Copy the listing below with "photo above" swapped for "image above" everywhere it appears and everything else left unchanged, leaving out the pictures.

▸ Object point labels
■ ■ ■ ■ ■ ■ ■

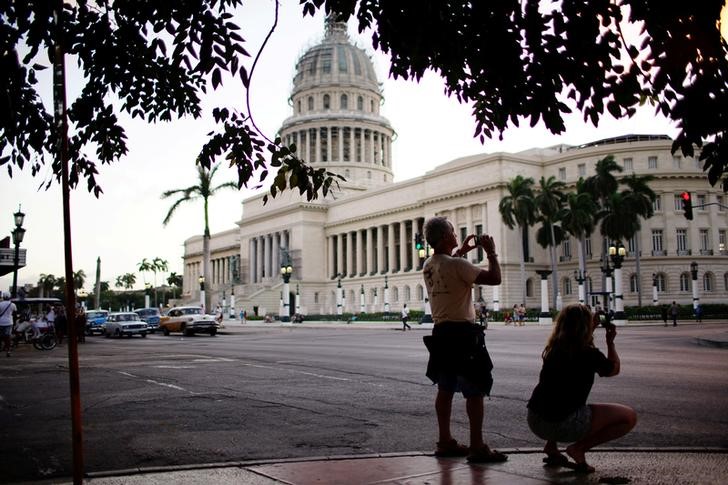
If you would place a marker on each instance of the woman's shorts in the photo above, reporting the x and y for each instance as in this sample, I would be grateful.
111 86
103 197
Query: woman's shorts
573 428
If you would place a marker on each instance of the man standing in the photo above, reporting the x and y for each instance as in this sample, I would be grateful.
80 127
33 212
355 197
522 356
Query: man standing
7 311
405 318
459 361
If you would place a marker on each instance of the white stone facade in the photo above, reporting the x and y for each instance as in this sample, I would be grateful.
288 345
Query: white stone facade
364 236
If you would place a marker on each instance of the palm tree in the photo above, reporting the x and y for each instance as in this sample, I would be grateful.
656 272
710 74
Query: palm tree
203 190
518 209
550 201
46 282
579 219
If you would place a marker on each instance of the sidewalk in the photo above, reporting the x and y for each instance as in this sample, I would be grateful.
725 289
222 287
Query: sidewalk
633 466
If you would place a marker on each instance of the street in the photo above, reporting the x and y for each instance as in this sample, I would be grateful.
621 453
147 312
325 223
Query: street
301 392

■ ■ ■ ■ ■ ■ ■

▸ Answer to this problem
If you would place a marker on each instance of the woman's shorts in the image above, reporting the x and y for each instance as in this sample, I would be grateful.
111 86
103 197
Query: woman's shorts
573 428
If you would place a marker on each instance of the man standing in the image above, reporting the x and y for each instance as in this sample, I would be grateful.
80 127
33 212
355 197
522 356
Query: man standing
7 311
405 318
459 361
If you would place a marker on each instance of the white stone facade in the image above, reporting the x and y for each instance as in this sample, I would be grateful.
288 345
Query: white stone facade
364 236
If you would place a marker on each instance of the palm tree in the image above, reporting the x and y for each instance as in this sample, I would be grateful.
656 272
710 74
Query: palm tree
203 190
518 209
550 201
46 282
579 219
If you would place a marker on each instance of the sidewalk in the image above, reporting the x and y for each instance as in this sample, I would be grateful.
725 289
222 287
Query: sidewalk
633 466
If you would place a marker on each instance of the street in the image above, reporting the x and y for each instance as in this sample, I would be grateful.
621 453
147 312
325 223
Query: street
301 392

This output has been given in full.